:: TASK PROMPT ::
Copy out only the stretch of the records from the line containing "Question. For every instance of the hat" through the end of the records, with each request line unchanged. Scale every point coordinate in the answers by 1.2, rounding to the nearest whole number with halves rounded up.
** BEGIN **
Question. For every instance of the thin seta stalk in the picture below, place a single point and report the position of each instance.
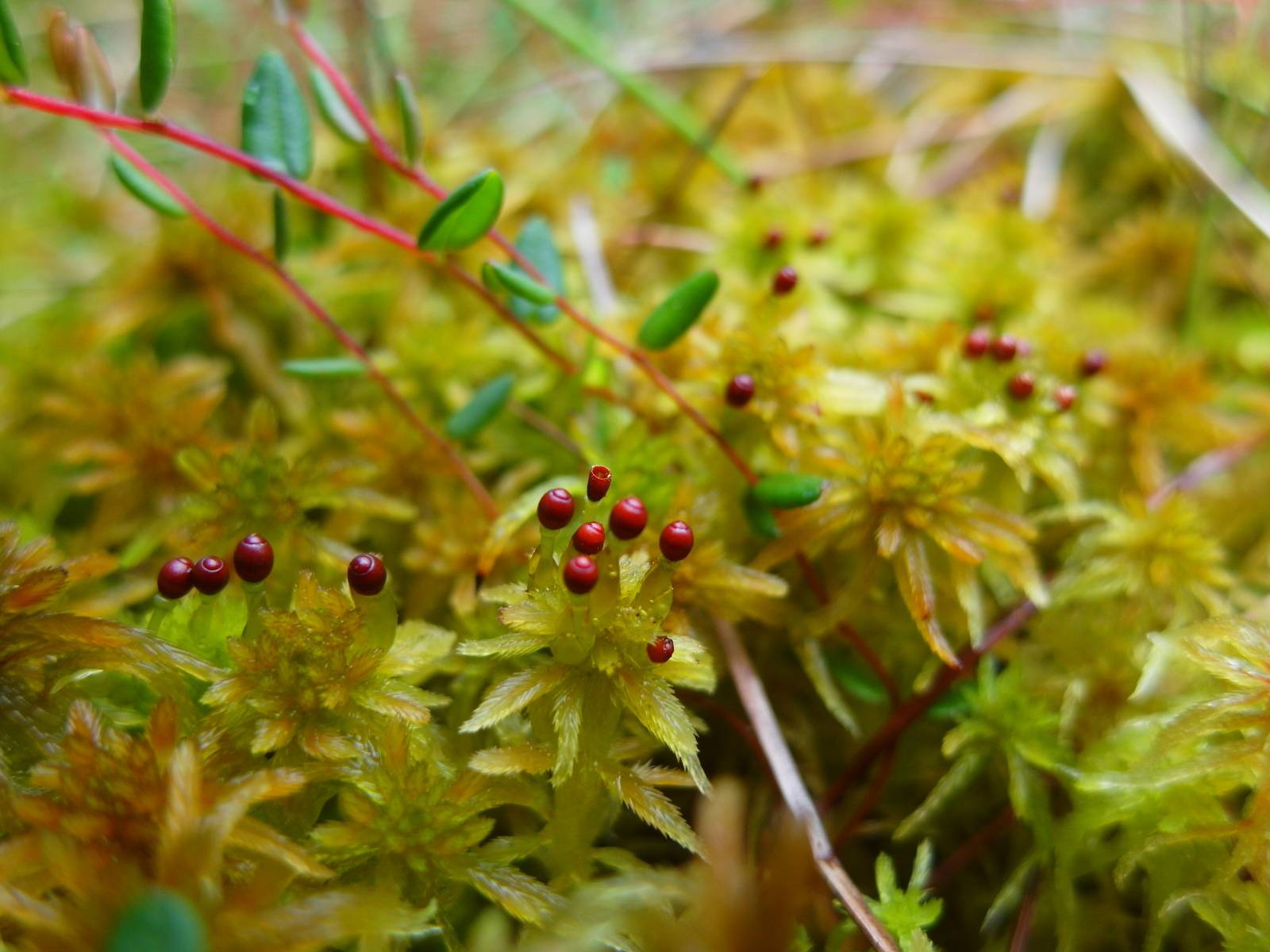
(315, 310)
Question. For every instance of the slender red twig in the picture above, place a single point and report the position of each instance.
(389, 155)
(305, 194)
(973, 846)
(920, 704)
(759, 708)
(233, 241)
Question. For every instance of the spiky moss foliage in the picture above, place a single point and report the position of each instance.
(1104, 774)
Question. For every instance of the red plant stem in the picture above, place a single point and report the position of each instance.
(870, 800)
(232, 240)
(380, 145)
(918, 704)
(305, 194)
(849, 631)
(976, 844)
(1022, 926)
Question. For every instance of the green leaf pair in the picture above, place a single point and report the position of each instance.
(465, 216)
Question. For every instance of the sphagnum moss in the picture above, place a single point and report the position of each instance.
(968, 447)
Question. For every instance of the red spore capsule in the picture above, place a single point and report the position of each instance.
(581, 574)
(590, 537)
(660, 649)
(1022, 385)
(676, 541)
(175, 578)
(253, 559)
(556, 508)
(366, 574)
(1005, 348)
(211, 575)
(629, 518)
(741, 390)
(977, 343)
(598, 482)
(785, 281)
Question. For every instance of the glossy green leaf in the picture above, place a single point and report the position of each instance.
(281, 226)
(333, 109)
(408, 108)
(483, 408)
(144, 188)
(158, 51)
(159, 922)
(787, 490)
(276, 127)
(539, 248)
(465, 216)
(679, 311)
(761, 518)
(501, 277)
(325, 367)
(13, 60)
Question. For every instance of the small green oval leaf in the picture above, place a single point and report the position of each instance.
(679, 311)
(761, 518)
(499, 277)
(539, 248)
(162, 920)
(333, 109)
(408, 108)
(276, 127)
(144, 188)
(464, 219)
(13, 60)
(158, 51)
(787, 490)
(325, 367)
(281, 226)
(483, 408)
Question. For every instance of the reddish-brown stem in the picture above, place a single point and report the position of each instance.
(973, 847)
(870, 800)
(920, 704)
(391, 156)
(1022, 926)
(305, 194)
(849, 631)
(233, 241)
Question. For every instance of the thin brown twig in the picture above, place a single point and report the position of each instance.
(753, 698)
(1022, 926)
(973, 846)
(389, 155)
(315, 310)
(920, 704)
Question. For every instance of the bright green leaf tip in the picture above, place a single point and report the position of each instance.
(787, 490)
(13, 60)
(482, 409)
(465, 216)
(679, 313)
(158, 51)
(144, 188)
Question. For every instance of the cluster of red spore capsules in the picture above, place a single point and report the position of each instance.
(626, 520)
(1022, 386)
(253, 562)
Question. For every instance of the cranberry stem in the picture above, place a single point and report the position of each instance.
(317, 311)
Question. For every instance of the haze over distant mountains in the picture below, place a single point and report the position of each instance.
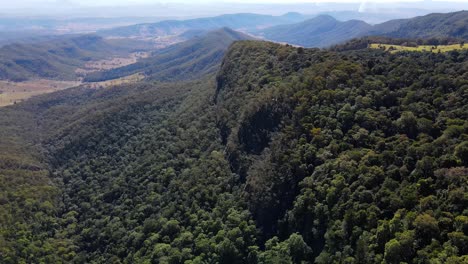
(324, 30)
(183, 61)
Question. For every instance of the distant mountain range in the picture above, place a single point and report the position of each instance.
(320, 31)
(59, 58)
(324, 30)
(245, 22)
(183, 61)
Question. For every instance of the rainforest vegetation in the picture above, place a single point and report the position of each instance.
(285, 155)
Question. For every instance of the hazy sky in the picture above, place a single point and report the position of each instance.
(39, 3)
(197, 8)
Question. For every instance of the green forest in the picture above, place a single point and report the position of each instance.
(285, 155)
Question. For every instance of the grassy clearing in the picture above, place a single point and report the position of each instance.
(111, 63)
(124, 80)
(15, 92)
(422, 48)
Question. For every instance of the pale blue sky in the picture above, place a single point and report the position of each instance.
(38, 3)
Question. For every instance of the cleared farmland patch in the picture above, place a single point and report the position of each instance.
(421, 48)
(15, 92)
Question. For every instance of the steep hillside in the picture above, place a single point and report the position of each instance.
(175, 27)
(183, 61)
(59, 58)
(317, 32)
(288, 155)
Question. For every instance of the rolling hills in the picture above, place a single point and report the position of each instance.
(285, 154)
(324, 31)
(183, 61)
(320, 31)
(59, 58)
(175, 27)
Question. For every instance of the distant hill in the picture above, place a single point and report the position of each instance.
(430, 26)
(324, 30)
(59, 58)
(243, 21)
(182, 61)
(317, 32)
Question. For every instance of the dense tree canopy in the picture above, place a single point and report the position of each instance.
(288, 155)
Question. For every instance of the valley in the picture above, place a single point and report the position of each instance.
(335, 146)
(16, 92)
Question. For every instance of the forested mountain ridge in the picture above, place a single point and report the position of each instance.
(324, 31)
(183, 61)
(59, 58)
(288, 155)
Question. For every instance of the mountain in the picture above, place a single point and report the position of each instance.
(453, 25)
(324, 30)
(60, 57)
(242, 21)
(317, 32)
(285, 155)
(187, 60)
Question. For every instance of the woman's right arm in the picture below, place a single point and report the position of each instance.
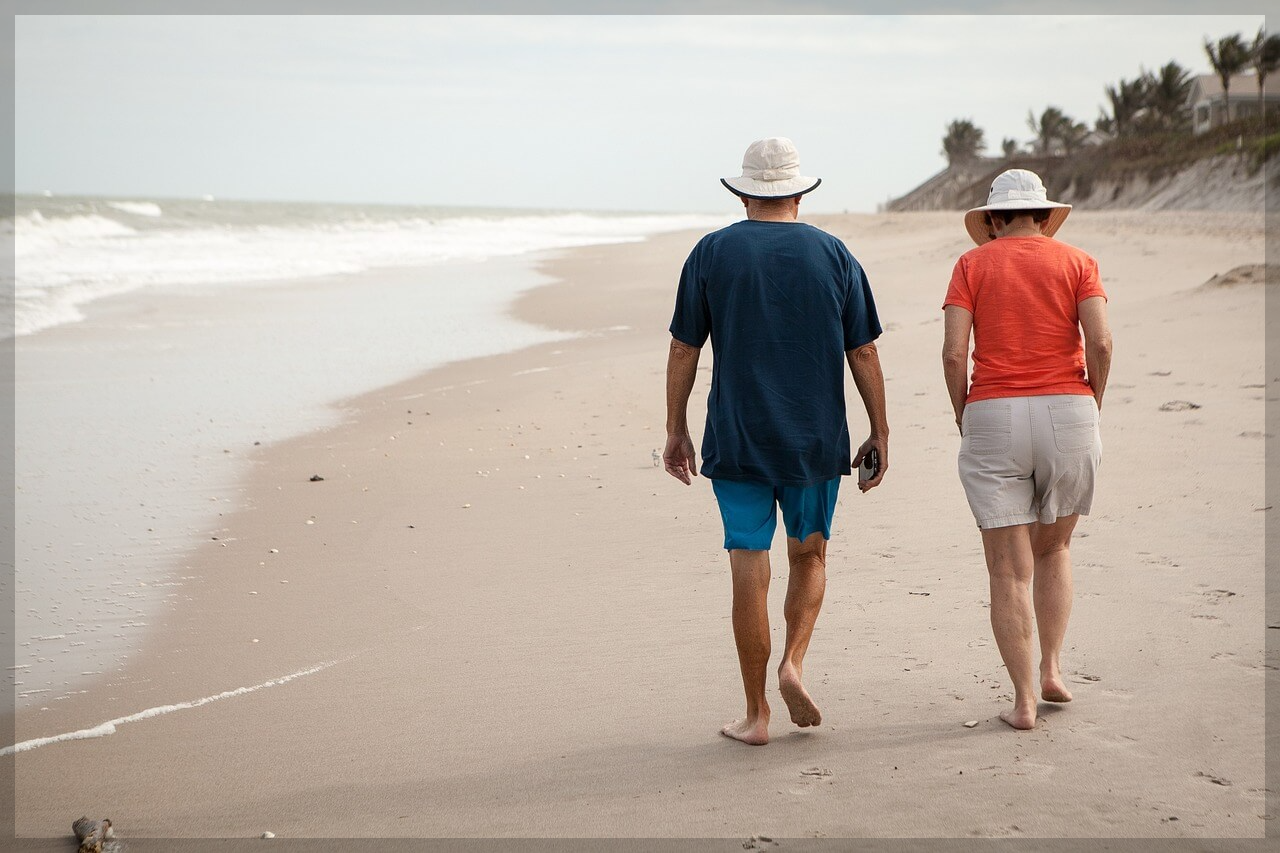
(955, 356)
(1097, 343)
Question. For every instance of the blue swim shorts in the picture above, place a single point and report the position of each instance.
(750, 515)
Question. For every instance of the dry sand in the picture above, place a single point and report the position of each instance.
(524, 623)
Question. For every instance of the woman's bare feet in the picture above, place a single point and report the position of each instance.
(1022, 716)
(753, 731)
(1054, 689)
(804, 712)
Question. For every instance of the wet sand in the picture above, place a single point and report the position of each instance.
(504, 620)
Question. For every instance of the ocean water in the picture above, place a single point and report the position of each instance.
(73, 251)
(156, 342)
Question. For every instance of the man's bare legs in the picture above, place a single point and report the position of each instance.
(805, 587)
(1052, 598)
(1010, 564)
(750, 571)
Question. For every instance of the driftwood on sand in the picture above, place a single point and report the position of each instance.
(91, 834)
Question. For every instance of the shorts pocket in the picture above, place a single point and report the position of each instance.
(987, 429)
(1074, 425)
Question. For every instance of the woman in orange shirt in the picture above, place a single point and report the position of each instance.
(1028, 415)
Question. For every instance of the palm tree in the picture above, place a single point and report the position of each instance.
(1052, 126)
(963, 142)
(1265, 55)
(1166, 95)
(1127, 100)
(1073, 135)
(1228, 56)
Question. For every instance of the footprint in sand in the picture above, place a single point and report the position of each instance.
(1216, 780)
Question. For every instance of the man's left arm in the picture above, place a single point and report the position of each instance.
(864, 364)
(679, 456)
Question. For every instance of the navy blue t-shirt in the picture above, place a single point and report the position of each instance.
(782, 302)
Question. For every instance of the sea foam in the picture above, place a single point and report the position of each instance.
(71, 255)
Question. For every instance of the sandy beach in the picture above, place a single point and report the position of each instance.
(496, 616)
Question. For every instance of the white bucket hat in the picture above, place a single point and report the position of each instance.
(1015, 190)
(771, 169)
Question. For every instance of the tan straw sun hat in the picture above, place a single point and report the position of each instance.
(771, 169)
(1015, 190)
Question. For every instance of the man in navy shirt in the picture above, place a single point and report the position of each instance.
(785, 306)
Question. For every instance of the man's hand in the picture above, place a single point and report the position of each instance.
(679, 457)
(881, 446)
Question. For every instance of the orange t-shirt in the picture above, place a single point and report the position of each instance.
(1024, 293)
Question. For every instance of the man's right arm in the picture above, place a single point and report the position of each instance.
(679, 456)
(1097, 343)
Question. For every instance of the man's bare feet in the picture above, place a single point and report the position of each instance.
(1022, 716)
(804, 712)
(753, 731)
(1054, 689)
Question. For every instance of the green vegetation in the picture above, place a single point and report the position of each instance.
(963, 142)
(1146, 126)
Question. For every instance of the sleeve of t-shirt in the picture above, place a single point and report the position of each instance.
(958, 291)
(691, 320)
(1091, 283)
(859, 318)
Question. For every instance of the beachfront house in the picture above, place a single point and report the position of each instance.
(1208, 105)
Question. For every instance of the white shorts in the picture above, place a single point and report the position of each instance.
(1029, 459)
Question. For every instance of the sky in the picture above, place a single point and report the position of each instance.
(549, 112)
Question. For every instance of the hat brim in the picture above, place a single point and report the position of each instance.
(752, 188)
(976, 220)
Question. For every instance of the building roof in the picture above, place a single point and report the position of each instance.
(1208, 86)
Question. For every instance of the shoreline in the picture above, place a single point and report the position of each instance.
(538, 574)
** END **
:: RESPONSE BELOW ::
Question. For every instance of the hat brim in the picture above, place a single point and report the position of each instance.
(902, 226)
(1171, 264)
Question. For every instance of the building roof in the picture above, place a single point and report the position of each instance.
(1450, 103)
Question. For every instance of the shoreline in the picture above, place a single point and report the position of each instance.
(646, 689)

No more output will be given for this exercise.